• **Required work**:
What you give must be the lines from the one containing "Pick out the sedan windshield, placing" through the last line of the listing below, exactly, with nothing else and no pictures.

• **Information supplied**:
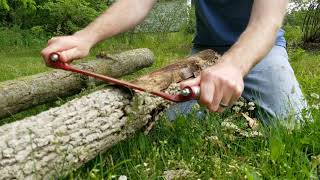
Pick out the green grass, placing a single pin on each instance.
(203, 147)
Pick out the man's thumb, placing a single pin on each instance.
(190, 82)
(70, 55)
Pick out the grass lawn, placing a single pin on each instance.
(195, 148)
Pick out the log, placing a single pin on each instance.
(26, 92)
(61, 139)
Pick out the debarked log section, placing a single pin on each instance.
(61, 139)
(26, 92)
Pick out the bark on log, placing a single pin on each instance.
(18, 95)
(61, 139)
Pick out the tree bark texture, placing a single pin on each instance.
(18, 95)
(61, 139)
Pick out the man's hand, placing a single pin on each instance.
(70, 47)
(220, 85)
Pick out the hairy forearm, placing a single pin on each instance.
(259, 36)
(120, 17)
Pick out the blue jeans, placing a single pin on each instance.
(271, 84)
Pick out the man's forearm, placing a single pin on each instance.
(120, 17)
(259, 37)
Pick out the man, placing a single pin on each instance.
(248, 33)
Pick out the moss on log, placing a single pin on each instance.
(61, 139)
(18, 95)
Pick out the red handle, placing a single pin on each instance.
(189, 93)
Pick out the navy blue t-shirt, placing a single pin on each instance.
(221, 22)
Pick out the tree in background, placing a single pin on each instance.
(311, 26)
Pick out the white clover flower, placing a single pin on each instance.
(251, 104)
(236, 109)
(123, 177)
(315, 95)
(251, 108)
(239, 103)
(315, 106)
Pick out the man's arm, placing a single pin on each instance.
(120, 17)
(260, 35)
(223, 83)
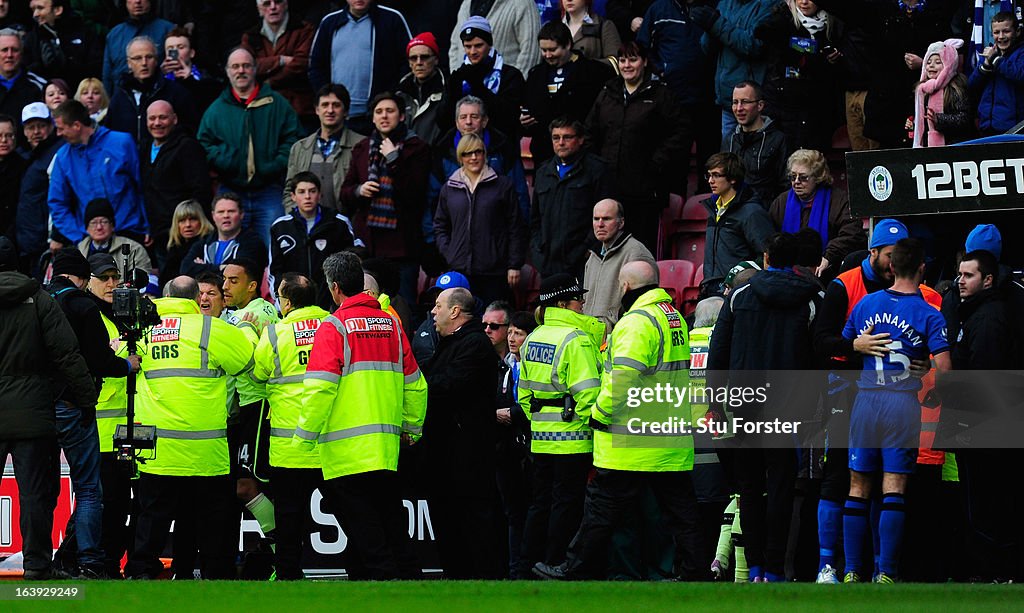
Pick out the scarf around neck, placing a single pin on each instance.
(494, 80)
(814, 24)
(818, 218)
(383, 213)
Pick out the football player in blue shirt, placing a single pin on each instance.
(885, 425)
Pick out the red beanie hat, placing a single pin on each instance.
(424, 39)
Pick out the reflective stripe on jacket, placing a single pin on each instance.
(648, 350)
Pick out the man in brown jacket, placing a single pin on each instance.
(281, 45)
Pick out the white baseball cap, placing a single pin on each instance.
(35, 111)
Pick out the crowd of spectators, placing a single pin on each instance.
(279, 132)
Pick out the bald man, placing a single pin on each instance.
(140, 86)
(173, 169)
(459, 438)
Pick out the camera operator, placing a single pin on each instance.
(84, 552)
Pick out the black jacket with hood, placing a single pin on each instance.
(764, 155)
(38, 343)
(764, 334)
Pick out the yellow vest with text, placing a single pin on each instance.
(182, 390)
(112, 405)
(648, 349)
(561, 358)
(281, 357)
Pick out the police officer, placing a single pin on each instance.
(648, 347)
(183, 393)
(559, 380)
(364, 394)
(281, 358)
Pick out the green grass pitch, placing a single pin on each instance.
(451, 597)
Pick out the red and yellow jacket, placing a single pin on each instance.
(364, 391)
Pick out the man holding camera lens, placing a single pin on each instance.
(82, 554)
(38, 347)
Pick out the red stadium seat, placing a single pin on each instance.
(529, 287)
(527, 158)
(690, 294)
(694, 215)
(841, 139)
(682, 220)
(688, 247)
(675, 276)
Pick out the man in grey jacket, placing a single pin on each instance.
(738, 226)
(759, 143)
(328, 151)
(601, 273)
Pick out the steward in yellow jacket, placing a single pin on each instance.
(364, 394)
(183, 394)
(282, 355)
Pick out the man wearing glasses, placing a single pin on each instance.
(738, 226)
(758, 142)
(423, 88)
(100, 227)
(566, 185)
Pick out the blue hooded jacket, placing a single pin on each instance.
(740, 54)
(104, 167)
(999, 92)
(674, 45)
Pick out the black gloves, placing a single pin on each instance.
(705, 16)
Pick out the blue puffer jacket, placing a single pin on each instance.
(388, 61)
(999, 91)
(104, 167)
(115, 59)
(740, 54)
(674, 43)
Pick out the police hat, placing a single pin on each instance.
(100, 263)
(560, 287)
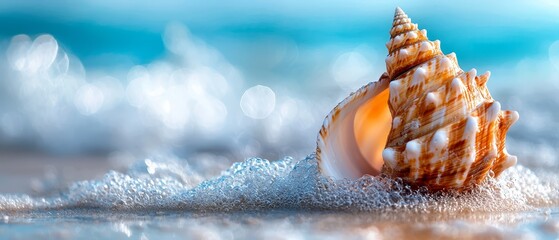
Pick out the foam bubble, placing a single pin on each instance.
(170, 183)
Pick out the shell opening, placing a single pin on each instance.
(354, 134)
(371, 127)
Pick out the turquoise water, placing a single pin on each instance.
(162, 108)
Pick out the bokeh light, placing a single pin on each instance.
(258, 102)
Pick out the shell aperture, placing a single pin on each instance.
(425, 121)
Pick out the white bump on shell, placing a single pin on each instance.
(446, 63)
(412, 35)
(456, 86)
(418, 76)
(439, 141)
(395, 87)
(396, 122)
(425, 46)
(471, 127)
(493, 112)
(389, 157)
(413, 149)
(398, 39)
(403, 53)
(471, 76)
(431, 99)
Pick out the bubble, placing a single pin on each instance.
(42, 53)
(17, 51)
(258, 102)
(554, 54)
(89, 99)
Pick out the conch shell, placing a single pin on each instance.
(425, 120)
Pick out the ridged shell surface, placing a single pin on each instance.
(444, 130)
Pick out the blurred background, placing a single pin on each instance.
(95, 85)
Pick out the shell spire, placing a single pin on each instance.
(447, 130)
(425, 121)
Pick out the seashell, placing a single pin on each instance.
(425, 120)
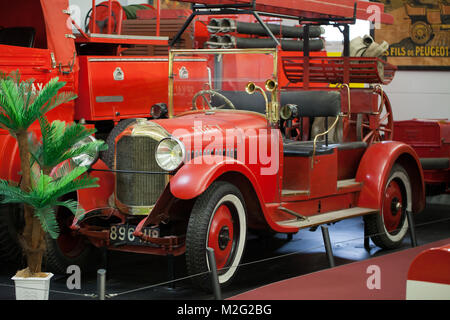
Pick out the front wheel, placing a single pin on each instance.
(389, 227)
(218, 221)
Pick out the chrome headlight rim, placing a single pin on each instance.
(81, 159)
(182, 158)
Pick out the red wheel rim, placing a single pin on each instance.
(69, 244)
(392, 206)
(378, 126)
(221, 235)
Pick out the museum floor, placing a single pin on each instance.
(266, 261)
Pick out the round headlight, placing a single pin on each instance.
(85, 159)
(170, 154)
(289, 112)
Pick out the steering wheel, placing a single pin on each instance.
(101, 24)
(203, 93)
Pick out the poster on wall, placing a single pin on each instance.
(420, 35)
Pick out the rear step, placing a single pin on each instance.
(328, 217)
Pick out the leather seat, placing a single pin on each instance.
(18, 36)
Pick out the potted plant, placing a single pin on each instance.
(41, 187)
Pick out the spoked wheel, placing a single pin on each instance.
(388, 228)
(378, 126)
(218, 221)
(69, 249)
(206, 97)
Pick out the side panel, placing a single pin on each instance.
(123, 87)
(193, 178)
(375, 167)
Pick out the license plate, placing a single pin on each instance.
(123, 235)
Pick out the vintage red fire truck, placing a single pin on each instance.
(265, 146)
(37, 38)
(249, 155)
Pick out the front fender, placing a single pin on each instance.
(374, 169)
(197, 175)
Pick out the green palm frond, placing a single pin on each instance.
(61, 142)
(47, 217)
(46, 194)
(21, 104)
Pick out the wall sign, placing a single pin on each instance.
(420, 35)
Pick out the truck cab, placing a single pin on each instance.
(203, 178)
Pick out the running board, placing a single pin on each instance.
(328, 217)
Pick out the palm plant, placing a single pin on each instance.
(56, 137)
(20, 107)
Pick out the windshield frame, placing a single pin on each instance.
(174, 53)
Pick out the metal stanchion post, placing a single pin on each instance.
(327, 243)
(101, 283)
(171, 270)
(214, 277)
(412, 229)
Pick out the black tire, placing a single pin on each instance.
(11, 224)
(108, 155)
(55, 260)
(218, 203)
(69, 248)
(389, 227)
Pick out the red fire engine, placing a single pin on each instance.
(265, 144)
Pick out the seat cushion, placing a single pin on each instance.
(317, 103)
(18, 36)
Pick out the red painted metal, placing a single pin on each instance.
(104, 96)
(374, 170)
(431, 140)
(222, 220)
(311, 8)
(392, 215)
(337, 70)
(431, 265)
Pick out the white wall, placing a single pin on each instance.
(420, 94)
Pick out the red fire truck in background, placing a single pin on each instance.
(154, 197)
(117, 77)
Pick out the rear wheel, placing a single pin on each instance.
(69, 249)
(389, 227)
(218, 221)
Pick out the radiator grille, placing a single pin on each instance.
(138, 153)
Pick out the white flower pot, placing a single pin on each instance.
(32, 288)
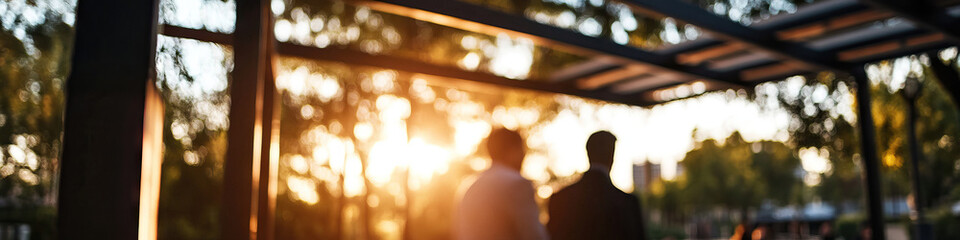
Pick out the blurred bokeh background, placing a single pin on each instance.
(369, 153)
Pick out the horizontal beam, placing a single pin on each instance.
(725, 28)
(930, 17)
(415, 66)
(402, 64)
(809, 13)
(904, 48)
(471, 17)
(850, 21)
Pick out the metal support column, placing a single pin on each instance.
(104, 133)
(250, 134)
(868, 153)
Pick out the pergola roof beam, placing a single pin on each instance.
(809, 13)
(930, 17)
(726, 28)
(897, 48)
(854, 20)
(587, 68)
(865, 36)
(475, 18)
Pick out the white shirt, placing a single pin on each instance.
(499, 205)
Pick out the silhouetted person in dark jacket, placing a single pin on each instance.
(593, 208)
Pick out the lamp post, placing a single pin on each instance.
(910, 93)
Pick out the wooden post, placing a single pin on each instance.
(105, 140)
(251, 119)
(868, 153)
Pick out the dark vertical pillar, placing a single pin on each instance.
(251, 94)
(271, 151)
(948, 76)
(868, 153)
(104, 121)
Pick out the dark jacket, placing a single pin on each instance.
(593, 208)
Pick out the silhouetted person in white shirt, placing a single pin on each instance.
(592, 208)
(500, 203)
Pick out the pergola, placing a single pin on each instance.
(111, 118)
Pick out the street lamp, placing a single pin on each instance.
(911, 92)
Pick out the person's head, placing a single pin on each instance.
(600, 147)
(826, 229)
(506, 147)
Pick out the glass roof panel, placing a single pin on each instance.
(330, 23)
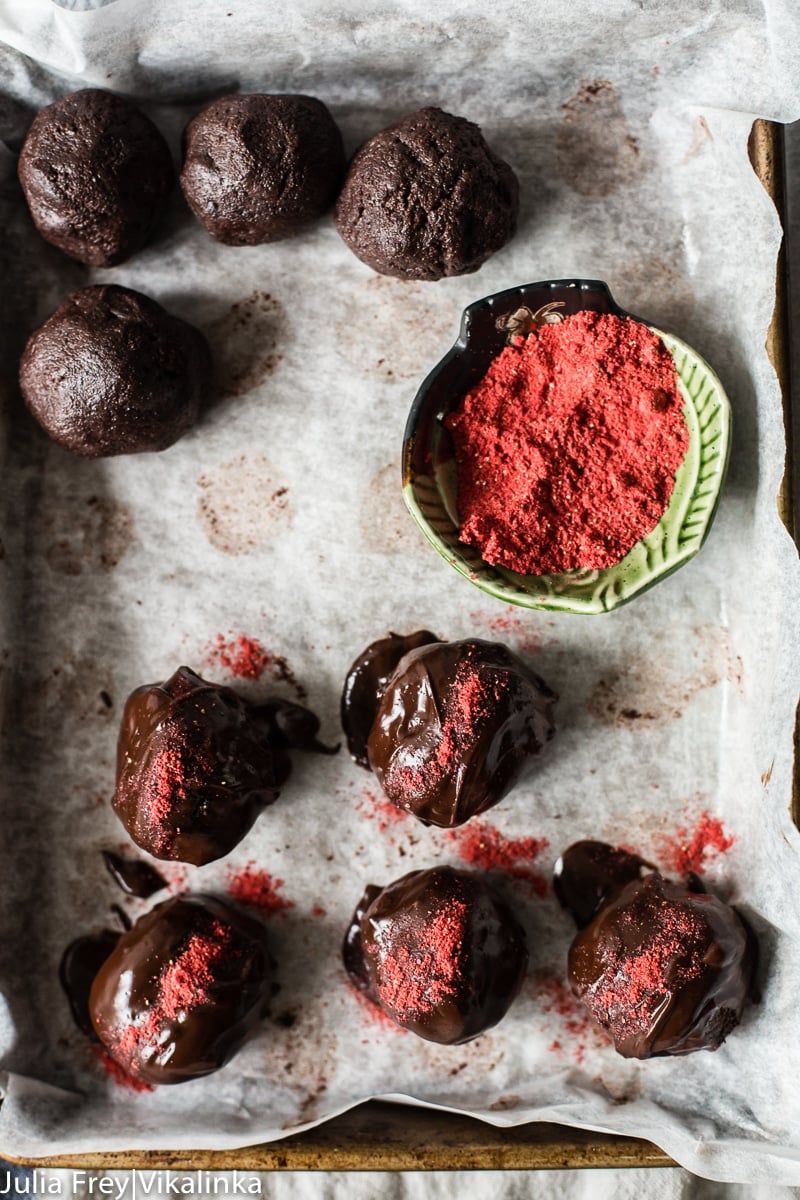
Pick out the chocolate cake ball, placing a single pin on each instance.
(96, 174)
(194, 767)
(456, 726)
(258, 168)
(365, 685)
(662, 969)
(438, 952)
(426, 198)
(112, 372)
(181, 991)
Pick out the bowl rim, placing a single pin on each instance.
(500, 582)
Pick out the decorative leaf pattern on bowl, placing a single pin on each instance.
(431, 495)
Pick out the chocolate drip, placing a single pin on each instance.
(365, 685)
(181, 991)
(589, 874)
(79, 965)
(290, 726)
(134, 877)
(458, 724)
(353, 946)
(438, 952)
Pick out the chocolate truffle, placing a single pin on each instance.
(194, 767)
(96, 174)
(258, 168)
(365, 685)
(112, 372)
(662, 969)
(438, 952)
(181, 991)
(456, 727)
(426, 198)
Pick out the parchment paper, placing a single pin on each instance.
(280, 517)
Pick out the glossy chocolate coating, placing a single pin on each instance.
(438, 952)
(457, 726)
(258, 168)
(96, 174)
(589, 874)
(112, 372)
(663, 970)
(182, 990)
(193, 768)
(365, 685)
(427, 198)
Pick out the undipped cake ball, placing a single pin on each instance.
(427, 198)
(96, 174)
(112, 372)
(258, 168)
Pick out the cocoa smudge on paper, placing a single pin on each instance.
(395, 329)
(242, 504)
(386, 525)
(90, 537)
(245, 342)
(653, 694)
(596, 154)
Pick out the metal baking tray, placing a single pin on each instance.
(380, 1135)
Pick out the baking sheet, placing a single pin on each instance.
(115, 571)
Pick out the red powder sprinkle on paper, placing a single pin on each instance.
(421, 967)
(258, 889)
(575, 1020)
(692, 850)
(481, 845)
(118, 1073)
(507, 624)
(567, 448)
(246, 658)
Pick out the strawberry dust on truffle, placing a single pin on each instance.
(567, 448)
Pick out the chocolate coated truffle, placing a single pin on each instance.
(96, 174)
(438, 952)
(426, 198)
(365, 685)
(181, 991)
(194, 768)
(663, 970)
(457, 726)
(112, 372)
(258, 168)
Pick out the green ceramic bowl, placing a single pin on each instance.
(429, 477)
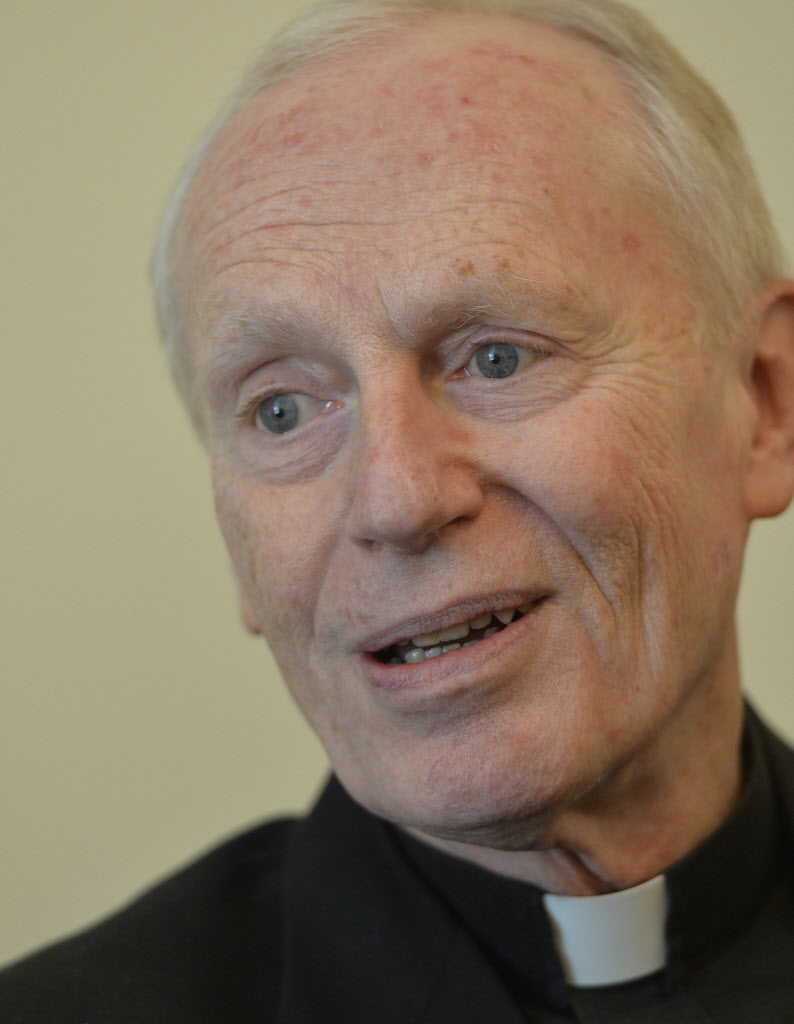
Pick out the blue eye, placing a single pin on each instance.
(281, 413)
(497, 359)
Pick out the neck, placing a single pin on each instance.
(646, 815)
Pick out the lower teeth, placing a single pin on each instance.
(417, 654)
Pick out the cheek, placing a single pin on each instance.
(272, 550)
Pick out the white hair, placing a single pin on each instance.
(694, 157)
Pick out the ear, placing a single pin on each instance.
(769, 477)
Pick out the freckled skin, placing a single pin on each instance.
(607, 473)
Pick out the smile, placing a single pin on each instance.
(465, 634)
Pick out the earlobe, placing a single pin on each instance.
(769, 476)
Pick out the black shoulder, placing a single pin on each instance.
(204, 945)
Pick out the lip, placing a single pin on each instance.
(488, 659)
(462, 610)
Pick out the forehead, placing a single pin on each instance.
(454, 130)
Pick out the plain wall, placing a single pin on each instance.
(139, 723)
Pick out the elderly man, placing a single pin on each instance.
(479, 315)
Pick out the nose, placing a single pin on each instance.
(413, 468)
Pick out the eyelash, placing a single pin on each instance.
(246, 415)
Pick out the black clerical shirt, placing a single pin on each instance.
(729, 933)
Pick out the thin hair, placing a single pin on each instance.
(696, 165)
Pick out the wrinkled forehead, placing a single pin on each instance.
(470, 91)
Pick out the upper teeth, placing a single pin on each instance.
(462, 629)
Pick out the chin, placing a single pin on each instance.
(500, 803)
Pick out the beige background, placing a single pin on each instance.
(138, 722)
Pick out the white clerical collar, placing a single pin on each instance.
(606, 940)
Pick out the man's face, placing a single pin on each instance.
(447, 364)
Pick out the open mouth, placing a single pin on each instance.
(465, 634)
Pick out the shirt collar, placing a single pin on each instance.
(701, 902)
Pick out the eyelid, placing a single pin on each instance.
(531, 345)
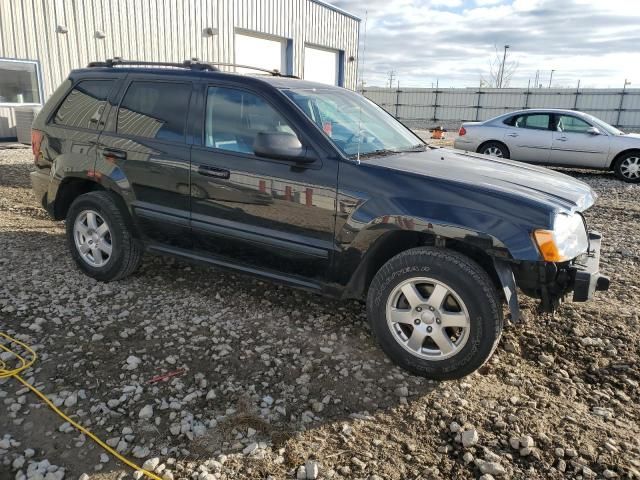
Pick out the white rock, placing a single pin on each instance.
(71, 400)
(18, 463)
(151, 464)
(301, 474)
(311, 469)
(249, 449)
(146, 412)
(469, 437)
(140, 452)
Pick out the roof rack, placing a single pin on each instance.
(193, 64)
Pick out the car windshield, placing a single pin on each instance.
(605, 126)
(357, 126)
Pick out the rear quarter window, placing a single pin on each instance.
(83, 106)
(155, 110)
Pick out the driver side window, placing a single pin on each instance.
(235, 117)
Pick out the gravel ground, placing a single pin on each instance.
(274, 383)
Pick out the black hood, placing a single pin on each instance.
(559, 191)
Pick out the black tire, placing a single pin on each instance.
(623, 173)
(469, 282)
(126, 250)
(487, 146)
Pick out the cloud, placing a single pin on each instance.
(454, 41)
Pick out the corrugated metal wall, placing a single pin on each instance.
(429, 107)
(163, 30)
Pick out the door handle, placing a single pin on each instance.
(114, 153)
(208, 171)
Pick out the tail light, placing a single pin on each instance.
(36, 140)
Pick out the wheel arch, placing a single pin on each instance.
(621, 154)
(69, 189)
(394, 242)
(483, 144)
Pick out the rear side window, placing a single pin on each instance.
(235, 117)
(534, 121)
(155, 110)
(84, 105)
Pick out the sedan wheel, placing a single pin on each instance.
(630, 168)
(493, 151)
(627, 168)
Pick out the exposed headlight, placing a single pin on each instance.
(567, 240)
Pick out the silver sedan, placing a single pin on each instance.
(555, 137)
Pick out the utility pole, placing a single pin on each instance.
(504, 59)
(624, 88)
(392, 75)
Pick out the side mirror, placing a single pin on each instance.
(280, 146)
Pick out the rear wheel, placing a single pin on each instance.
(627, 168)
(435, 313)
(99, 238)
(494, 149)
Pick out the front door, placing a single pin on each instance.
(265, 214)
(144, 155)
(574, 145)
(529, 137)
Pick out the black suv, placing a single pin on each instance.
(316, 187)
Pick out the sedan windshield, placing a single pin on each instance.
(357, 126)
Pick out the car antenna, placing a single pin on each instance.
(364, 48)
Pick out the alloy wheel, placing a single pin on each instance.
(630, 168)
(493, 151)
(428, 318)
(93, 238)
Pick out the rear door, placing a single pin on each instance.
(144, 154)
(73, 128)
(574, 145)
(528, 137)
(266, 214)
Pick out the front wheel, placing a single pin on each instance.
(627, 168)
(99, 237)
(435, 313)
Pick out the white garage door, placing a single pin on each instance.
(260, 52)
(321, 65)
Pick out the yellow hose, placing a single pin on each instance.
(5, 372)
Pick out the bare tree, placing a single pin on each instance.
(501, 70)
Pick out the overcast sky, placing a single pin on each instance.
(596, 41)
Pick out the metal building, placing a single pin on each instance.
(41, 41)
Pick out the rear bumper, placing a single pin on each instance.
(40, 186)
(461, 143)
(587, 278)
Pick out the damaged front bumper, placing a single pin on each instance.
(552, 282)
(587, 278)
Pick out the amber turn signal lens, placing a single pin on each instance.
(547, 246)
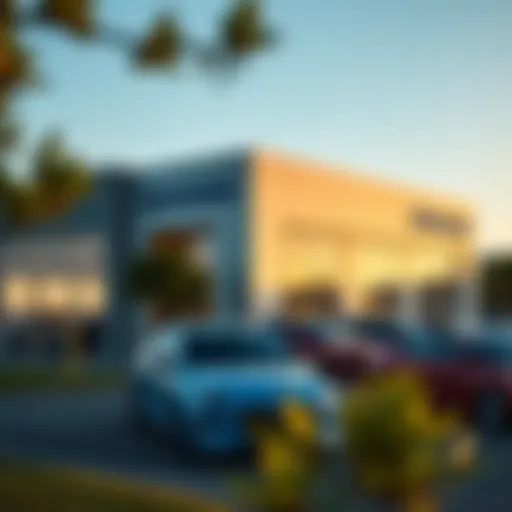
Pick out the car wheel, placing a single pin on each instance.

• **Exercise answer**:
Pick out the sedan windshield, placing a single pin on each instance.
(357, 126)
Pick out the car antenna, placing a single pin on each instance.
(364, 48)
Pick out the alloy wheel, placing a single pin on each instance.
(630, 168)
(493, 151)
(428, 318)
(93, 238)
Pick out the rear door, placing a single pin on each instance.
(144, 154)
(73, 128)
(574, 145)
(528, 137)
(266, 214)
Pick out the front wheel, placing a single pin on each instance.
(627, 168)
(99, 237)
(435, 313)
Pick out the white garage door, placing a single pin on each instance.
(260, 52)
(321, 65)
Pick out the yellow hose, placing a single pin on each instance.
(5, 372)
Pick out the bare tree, placing a single pin on each instance.
(501, 70)
Pick out the overcast sky, placing a single pin on each instance.
(596, 41)
Pick out the metal building, placing a single pin on each instance.
(41, 41)
Pick out the rear bumper, placing a single pin on each instance.
(40, 186)
(461, 143)
(587, 278)
Pick out the damaged front bumper, placing a single pin on each instance.
(552, 282)
(587, 278)
Pick out the amber turn signal lens, placing a single pin on each instance.
(547, 246)
Pick out the car wheel, placing a single pin on each instance.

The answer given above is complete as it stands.